Region pointing data:
= Beginning of Section =
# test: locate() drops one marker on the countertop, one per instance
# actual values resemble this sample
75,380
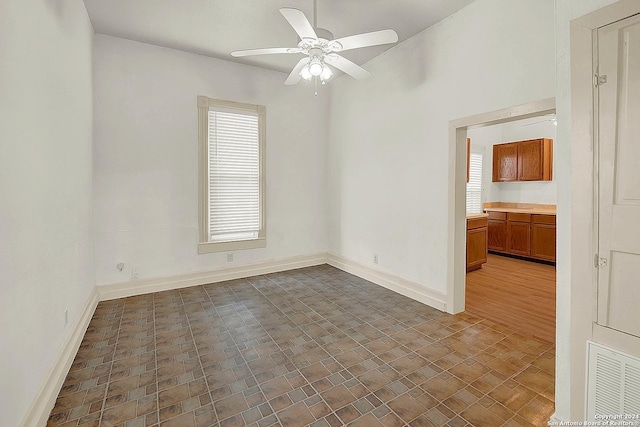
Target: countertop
531,208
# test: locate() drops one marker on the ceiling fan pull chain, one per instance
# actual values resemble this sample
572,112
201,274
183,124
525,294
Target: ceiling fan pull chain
315,14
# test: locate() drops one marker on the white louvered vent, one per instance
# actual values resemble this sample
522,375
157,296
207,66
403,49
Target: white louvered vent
613,387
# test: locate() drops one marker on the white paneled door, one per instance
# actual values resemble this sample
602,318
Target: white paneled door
619,175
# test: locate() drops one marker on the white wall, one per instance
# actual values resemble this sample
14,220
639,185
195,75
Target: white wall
483,139
388,141
574,159
146,159
46,241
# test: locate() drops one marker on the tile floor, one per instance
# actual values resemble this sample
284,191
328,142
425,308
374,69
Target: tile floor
314,346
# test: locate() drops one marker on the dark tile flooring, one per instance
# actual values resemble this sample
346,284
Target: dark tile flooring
314,346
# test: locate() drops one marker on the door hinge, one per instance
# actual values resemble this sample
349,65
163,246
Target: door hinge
599,80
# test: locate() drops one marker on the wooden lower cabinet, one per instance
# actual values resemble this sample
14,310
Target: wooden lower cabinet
543,237
526,235
519,238
497,239
476,243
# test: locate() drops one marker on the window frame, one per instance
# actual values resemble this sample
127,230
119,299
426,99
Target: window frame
205,245
481,190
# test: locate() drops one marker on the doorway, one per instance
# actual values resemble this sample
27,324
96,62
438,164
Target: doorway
516,292
456,268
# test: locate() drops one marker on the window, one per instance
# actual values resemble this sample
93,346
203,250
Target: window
474,186
231,138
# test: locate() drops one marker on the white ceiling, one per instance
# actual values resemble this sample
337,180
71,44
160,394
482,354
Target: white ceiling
217,27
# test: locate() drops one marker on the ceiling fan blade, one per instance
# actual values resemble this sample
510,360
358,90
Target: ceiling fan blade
368,39
299,22
354,70
294,77
266,51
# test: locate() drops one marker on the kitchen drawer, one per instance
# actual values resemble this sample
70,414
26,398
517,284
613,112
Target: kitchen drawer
544,219
511,216
497,215
477,223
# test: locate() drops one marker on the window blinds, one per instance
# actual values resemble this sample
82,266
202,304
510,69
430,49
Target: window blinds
474,186
234,176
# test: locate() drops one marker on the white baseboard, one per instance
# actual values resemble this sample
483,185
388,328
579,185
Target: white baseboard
45,399
157,284
397,284
38,412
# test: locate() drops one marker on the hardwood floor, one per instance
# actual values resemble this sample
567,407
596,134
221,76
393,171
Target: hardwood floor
516,293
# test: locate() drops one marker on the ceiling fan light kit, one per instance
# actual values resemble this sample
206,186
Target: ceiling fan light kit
320,49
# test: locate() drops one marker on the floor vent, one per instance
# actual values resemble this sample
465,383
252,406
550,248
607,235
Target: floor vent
613,388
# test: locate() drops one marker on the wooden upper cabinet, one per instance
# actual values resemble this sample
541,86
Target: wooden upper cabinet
534,160
505,162
523,161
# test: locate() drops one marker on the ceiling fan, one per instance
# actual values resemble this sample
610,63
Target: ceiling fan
321,49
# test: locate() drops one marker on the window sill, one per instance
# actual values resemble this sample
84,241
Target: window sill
235,245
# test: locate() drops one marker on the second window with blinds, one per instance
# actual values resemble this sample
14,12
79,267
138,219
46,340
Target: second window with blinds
232,139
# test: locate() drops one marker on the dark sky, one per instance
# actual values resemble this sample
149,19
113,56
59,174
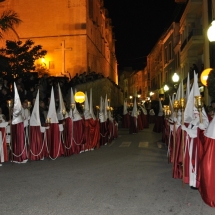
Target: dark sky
138,24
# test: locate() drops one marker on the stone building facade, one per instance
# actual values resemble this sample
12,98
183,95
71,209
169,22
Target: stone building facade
77,34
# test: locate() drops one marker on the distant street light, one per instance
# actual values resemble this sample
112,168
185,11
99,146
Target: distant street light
166,88
211,32
151,94
175,77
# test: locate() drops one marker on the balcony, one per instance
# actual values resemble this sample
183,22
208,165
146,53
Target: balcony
195,37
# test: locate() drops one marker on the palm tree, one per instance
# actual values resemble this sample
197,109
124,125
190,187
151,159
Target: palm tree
8,20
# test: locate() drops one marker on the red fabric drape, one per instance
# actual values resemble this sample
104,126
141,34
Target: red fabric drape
207,167
54,147
36,147
144,119
78,136
115,129
4,144
177,162
18,143
159,123
103,133
67,135
133,129
139,123
126,121
92,134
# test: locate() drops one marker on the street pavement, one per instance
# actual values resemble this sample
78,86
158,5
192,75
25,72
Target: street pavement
131,175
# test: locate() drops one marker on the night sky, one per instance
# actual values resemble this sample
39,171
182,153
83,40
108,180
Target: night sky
138,24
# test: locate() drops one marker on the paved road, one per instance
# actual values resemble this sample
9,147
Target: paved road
129,176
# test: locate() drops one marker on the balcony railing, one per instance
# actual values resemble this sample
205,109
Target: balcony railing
194,32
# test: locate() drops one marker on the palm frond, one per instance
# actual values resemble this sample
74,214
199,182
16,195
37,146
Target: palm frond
8,20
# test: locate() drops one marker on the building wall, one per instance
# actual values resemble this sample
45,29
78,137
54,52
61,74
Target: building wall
79,24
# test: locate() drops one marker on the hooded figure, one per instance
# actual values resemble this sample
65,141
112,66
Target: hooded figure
133,129
126,116
61,112
54,146
3,144
91,105
36,146
77,127
159,122
65,125
144,116
103,124
207,166
91,129
19,145
193,136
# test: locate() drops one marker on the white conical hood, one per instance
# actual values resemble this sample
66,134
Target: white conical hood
35,116
160,113
210,131
173,98
188,86
61,107
196,92
72,97
188,112
134,111
17,108
178,94
87,114
125,110
101,113
52,110
91,104
171,108
105,107
182,89
75,115
101,105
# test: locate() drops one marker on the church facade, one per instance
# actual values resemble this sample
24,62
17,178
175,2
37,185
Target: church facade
77,34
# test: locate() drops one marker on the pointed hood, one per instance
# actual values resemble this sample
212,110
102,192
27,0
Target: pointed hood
52,110
210,131
190,105
188,86
91,104
61,107
125,111
87,114
35,116
188,112
160,113
105,107
75,115
182,89
178,94
134,111
101,112
171,109
17,108
173,98
196,92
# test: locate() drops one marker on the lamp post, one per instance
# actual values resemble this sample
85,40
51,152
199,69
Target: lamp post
131,97
165,88
175,79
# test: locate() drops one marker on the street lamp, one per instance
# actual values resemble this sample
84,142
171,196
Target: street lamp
211,32
151,94
175,77
165,88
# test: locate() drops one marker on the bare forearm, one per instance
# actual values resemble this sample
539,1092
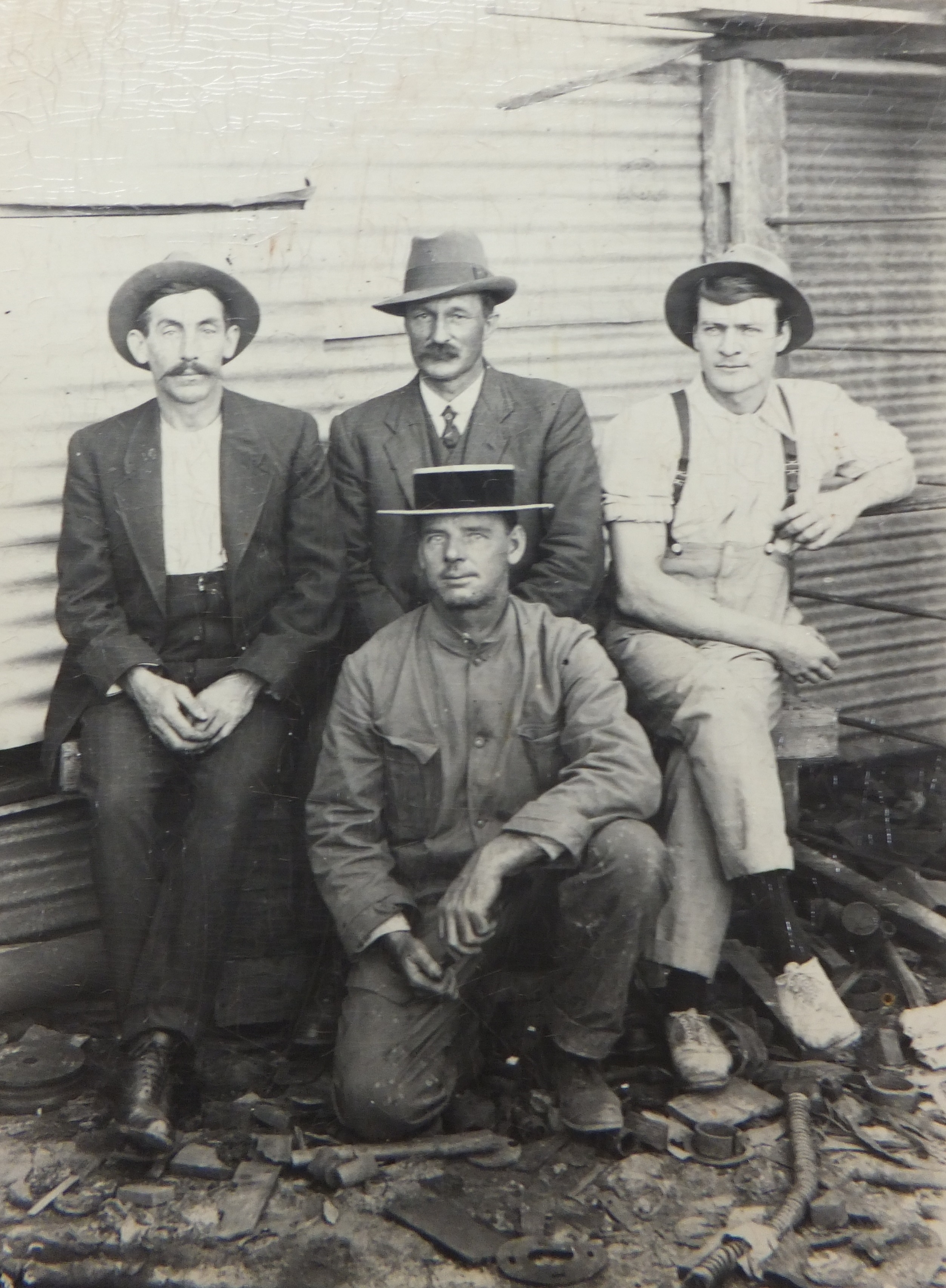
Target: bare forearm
882,485
666,606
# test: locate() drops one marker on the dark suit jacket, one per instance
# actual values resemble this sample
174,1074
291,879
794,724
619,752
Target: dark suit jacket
540,427
280,530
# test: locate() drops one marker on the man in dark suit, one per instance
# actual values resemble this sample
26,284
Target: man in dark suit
461,411
199,574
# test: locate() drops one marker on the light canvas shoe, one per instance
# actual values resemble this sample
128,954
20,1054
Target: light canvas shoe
699,1055
813,1010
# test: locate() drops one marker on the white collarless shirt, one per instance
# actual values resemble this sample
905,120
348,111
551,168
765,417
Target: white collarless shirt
463,405
191,499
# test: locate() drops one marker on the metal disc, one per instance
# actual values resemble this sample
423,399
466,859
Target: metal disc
28,1065
536,1262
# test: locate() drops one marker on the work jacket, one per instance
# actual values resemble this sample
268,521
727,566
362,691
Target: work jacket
435,745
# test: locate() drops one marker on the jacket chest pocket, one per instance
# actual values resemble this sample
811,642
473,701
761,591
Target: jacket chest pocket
412,787
542,747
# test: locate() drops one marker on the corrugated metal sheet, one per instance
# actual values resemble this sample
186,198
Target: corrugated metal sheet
870,148
593,201
45,881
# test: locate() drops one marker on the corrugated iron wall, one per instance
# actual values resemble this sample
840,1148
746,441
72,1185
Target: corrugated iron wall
591,200
865,150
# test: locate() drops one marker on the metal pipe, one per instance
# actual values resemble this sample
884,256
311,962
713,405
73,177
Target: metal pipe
= End of Section =
WORK TO BE COMPLETED: In the entries above, count each line containing the word "pipe" and reply with only the count.

ANSWER BELOW: 2